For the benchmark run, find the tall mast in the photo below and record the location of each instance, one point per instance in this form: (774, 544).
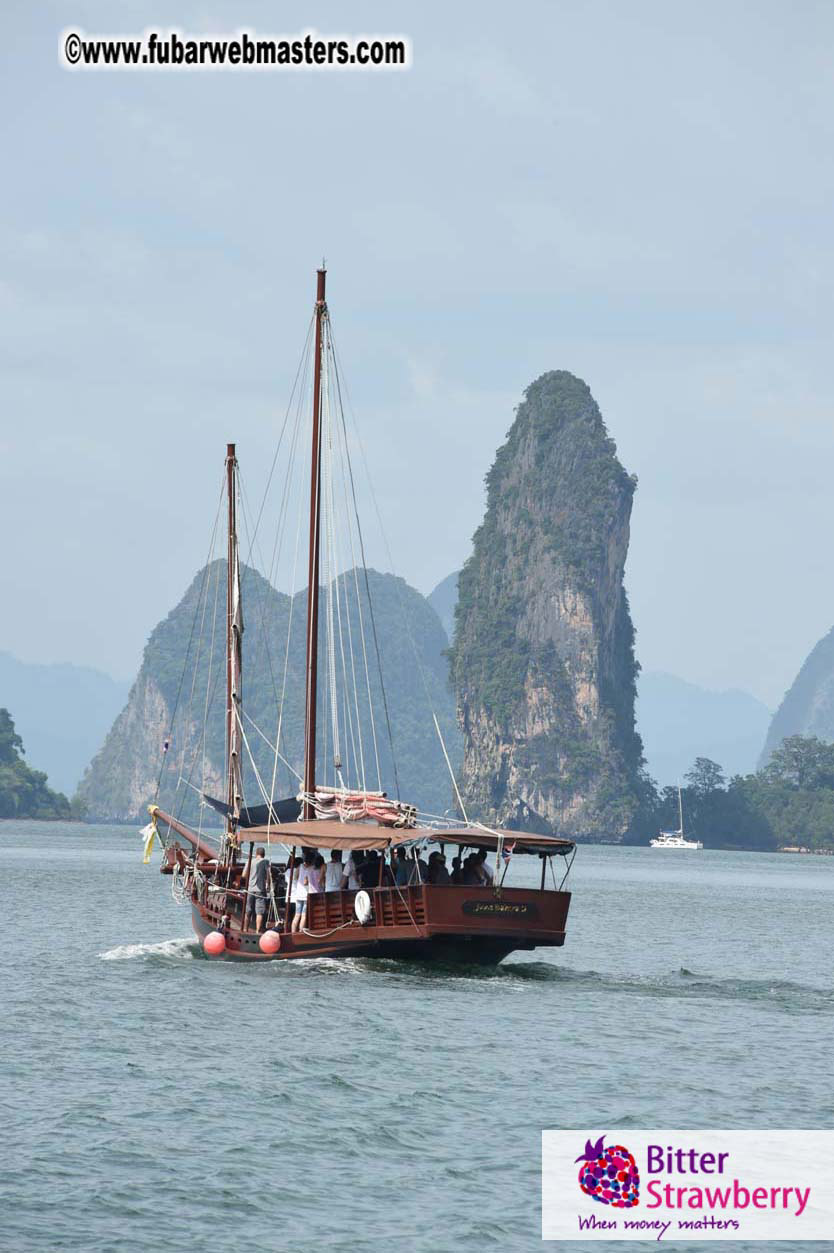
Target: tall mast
(233, 647)
(314, 535)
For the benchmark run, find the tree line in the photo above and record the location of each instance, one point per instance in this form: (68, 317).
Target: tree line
(24, 792)
(788, 802)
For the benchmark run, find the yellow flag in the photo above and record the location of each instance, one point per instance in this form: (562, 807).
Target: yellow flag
(148, 836)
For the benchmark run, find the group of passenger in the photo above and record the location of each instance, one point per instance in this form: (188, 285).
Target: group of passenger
(363, 868)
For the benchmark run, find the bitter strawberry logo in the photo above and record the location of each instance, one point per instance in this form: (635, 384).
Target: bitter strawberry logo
(609, 1175)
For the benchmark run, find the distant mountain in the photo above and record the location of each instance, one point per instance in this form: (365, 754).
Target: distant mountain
(679, 722)
(442, 600)
(61, 712)
(542, 660)
(122, 778)
(24, 792)
(808, 706)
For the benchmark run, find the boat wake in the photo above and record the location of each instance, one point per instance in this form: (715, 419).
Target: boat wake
(167, 949)
(686, 985)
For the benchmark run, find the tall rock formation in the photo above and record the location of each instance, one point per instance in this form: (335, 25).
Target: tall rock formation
(179, 697)
(542, 660)
(808, 706)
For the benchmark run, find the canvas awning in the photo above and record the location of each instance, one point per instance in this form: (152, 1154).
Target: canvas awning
(332, 833)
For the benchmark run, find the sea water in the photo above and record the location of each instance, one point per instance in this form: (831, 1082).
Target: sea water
(155, 1100)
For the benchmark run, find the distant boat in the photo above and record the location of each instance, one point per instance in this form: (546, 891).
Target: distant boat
(675, 838)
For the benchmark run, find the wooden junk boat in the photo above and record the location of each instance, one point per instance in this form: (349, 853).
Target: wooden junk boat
(478, 922)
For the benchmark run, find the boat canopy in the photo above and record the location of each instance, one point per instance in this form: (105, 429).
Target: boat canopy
(475, 837)
(331, 833)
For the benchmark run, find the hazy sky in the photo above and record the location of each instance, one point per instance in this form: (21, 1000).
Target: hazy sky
(638, 193)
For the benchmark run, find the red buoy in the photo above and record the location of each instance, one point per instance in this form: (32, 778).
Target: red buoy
(214, 944)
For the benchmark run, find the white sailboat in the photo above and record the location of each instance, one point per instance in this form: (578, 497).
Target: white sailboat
(675, 838)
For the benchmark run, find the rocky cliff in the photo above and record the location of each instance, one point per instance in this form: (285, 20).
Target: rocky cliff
(808, 706)
(179, 697)
(542, 660)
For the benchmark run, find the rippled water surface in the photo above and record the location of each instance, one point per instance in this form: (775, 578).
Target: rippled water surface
(155, 1100)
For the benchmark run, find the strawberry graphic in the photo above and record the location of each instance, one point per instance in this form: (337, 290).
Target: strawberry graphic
(609, 1175)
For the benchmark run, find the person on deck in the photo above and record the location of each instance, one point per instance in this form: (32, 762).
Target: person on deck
(258, 889)
(482, 867)
(351, 876)
(437, 871)
(302, 886)
(334, 871)
(470, 876)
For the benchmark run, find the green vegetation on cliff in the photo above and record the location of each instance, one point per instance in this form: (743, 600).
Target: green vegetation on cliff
(183, 670)
(23, 791)
(542, 659)
(789, 801)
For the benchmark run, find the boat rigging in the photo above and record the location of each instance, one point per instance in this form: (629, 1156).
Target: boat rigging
(402, 905)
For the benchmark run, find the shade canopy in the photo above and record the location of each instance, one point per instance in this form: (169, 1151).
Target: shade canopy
(473, 837)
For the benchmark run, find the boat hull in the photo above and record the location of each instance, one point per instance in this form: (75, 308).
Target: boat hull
(473, 926)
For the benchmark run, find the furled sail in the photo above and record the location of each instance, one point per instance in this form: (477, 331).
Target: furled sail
(259, 815)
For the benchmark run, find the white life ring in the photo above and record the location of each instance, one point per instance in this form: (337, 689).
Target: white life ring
(362, 907)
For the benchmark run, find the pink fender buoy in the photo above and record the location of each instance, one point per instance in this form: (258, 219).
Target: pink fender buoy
(214, 944)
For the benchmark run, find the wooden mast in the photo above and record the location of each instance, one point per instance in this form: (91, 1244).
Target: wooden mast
(231, 569)
(312, 578)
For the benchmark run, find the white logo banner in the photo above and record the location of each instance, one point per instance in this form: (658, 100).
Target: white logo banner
(688, 1185)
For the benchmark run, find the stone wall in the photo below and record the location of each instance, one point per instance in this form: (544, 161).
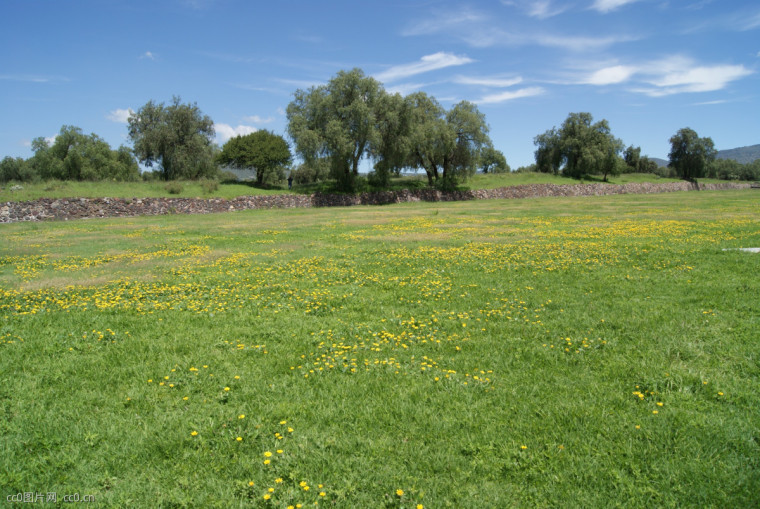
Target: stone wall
(77, 208)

---*---

▶ [EXERCISE TASK]
Repeat verbatim all the material, but not the pictures.

▶ [RESPONSE]
For the benchmark run, find the tall mast in the photo below and record the location of each instance, one point per instance in this form: (774, 544).
Target: tall mast
(233, 647)
(314, 535)
For the benchmark run, find the tree line in the photo above and record the location of each instance, one point per instance in this form: (68, 317).
Target: tree line
(24, 792)
(788, 802)
For the benchmark run, find the yellow flag in the photo above and record the location of each instance, one point per instance in this form: (562, 807).
Target: yellow flag
(148, 836)
For the benchmark run, find the group of passenger in the photo above and record the location of each instance, one point per instance in this form: (188, 285).
Target: group of passenger
(363, 868)
For the benchmark run, find the bitter strawberry logo in the photo above and record the location of each instance, one point per instance in this form: (635, 384).
Target: bitter strawberry logo
(609, 1175)
For the benchmark run, find the distant mountain in the photo above and record the location of each instance, one point per instance in this form: (365, 754).
Target: distant mountain
(679, 722)
(442, 600)
(61, 712)
(542, 660)
(122, 778)
(24, 792)
(808, 706)
For the benchmark run, find the boat wake in the photo above and record the location of each instance, one point per instance in this form: (715, 419).
Target: boat wake
(167, 949)
(686, 985)
For the benchmark run, find the tall rock formation in the photo above and record the location of each instance, one point per instance in this form: (335, 25).
Target: tall rock formation
(179, 697)
(542, 660)
(808, 706)
For the benchmark run, find the canvas awning in the photo above and record the location of each instance, one point per instance in this form: (152, 1154).
Target: canvas awning
(332, 833)
For the benchmark run, find the sea water in the photo above and record the location of each instance, one point per instance in this form: (831, 1082).
Target: sea water
(155, 1100)
For the benchmark run, find the distant boat in the photo above and record the location of each instance, one point per instance in this form: (546, 891).
Target: distant boat
(675, 838)
For the benchmark run, find the wooden junk boat in the photo above and record the location of each instance, one point per instance in this form: (349, 853).
Target: wooden junk boat
(478, 922)
For the benchmark run, find the boat canopy in the photo above and record the location of each instance, one point per instance in this form: (105, 429).
Target: boat canopy
(475, 837)
(331, 833)
For the benchmark run, find the hazy sky in the photo above and record the location of each instance, one point per instance in this form: (21, 1000).
Target: hazy sky
(638, 193)
For the benchmark run, find the red buoy in the photo above and record the location of each instance, one point per instance in this form: (32, 778).
Target: red buoy
(214, 944)
For the benchmark run, find the white sailboat in the photo above and record the location of each instance, one point per instance in this form: (578, 497).
Target: white sailboat
(675, 838)
For the benchmark run, find the rocky cliff in the photo above and record the location of each instance, one point per instance in this form: (285, 20).
Target: rocky cliff
(808, 706)
(179, 697)
(542, 660)
For the benchmark run, find the rippled water surface in the photo above and record the location of each instance, one point per instance in this form: (775, 578).
Target: rippled water surface
(155, 1100)
For the benchmark run, find the strawberry graphic in the photo above and record the location of each instance, one point per instance in this form: (337, 290).
Target: strawberry graphic
(609, 1175)
For the benchmark run, find the person on deck in the photo above and record the location of each instance, one point per instance in this form: (32, 762).
Target: person on deck
(258, 889)
(482, 867)
(351, 876)
(437, 871)
(302, 886)
(334, 871)
(470, 876)
For the benchmark run, find the green vegetation on cliff in the photo above and record the location of each instance, one point per instance in this form: (743, 600).
Target: green vegetation on cliff
(183, 670)
(23, 791)
(542, 659)
(789, 801)
For the benchmark run, find the boat rigging in the photo above and record the location of each instance, one point per instance in this form: (629, 1156).
Target: boat rigging
(402, 905)
For the benchmark run, find the shade canopy in the photo above and record the location of each instance, one point per instance in this form: (169, 1151).
Target: shade canopy
(473, 837)
For the benchmark run, find the boat hull in the photo above and record the location of each instance, one point per instance in this form: (75, 308).
Target: boat hull
(473, 926)
For the benchmark run, find the furled sail in the photo above and record the location of each instance, one point per instance in this form: (477, 331).
Target: furled sail
(259, 815)
For the benchmark run, find the white life ring in the photo above and record the location of each instance, one point per instance in this form: (337, 689).
Target: white life ring
(362, 907)
For the benchmark run, find the pink fender buoy in the photo above and record the location of each instance, one point per instance in this form: (258, 219).
Target: pink fender buoy
(214, 944)
For the benchmark run, find the wooden mast in the photo above and record the location of each instance, one point per instance in this form: (91, 1244).
Target: wooden mast
(231, 569)
(312, 578)
For the benchmark run, find the white logo banner in the photo above and record the location of each instance, one point per instance in this form: (658, 100).
Target: white logo banner
(688, 1185)
For the benchmark run, find the stone wall in the photo below and record the location of each instance, one point per instance in this form: (544, 161).
Target: stone wall
(77, 208)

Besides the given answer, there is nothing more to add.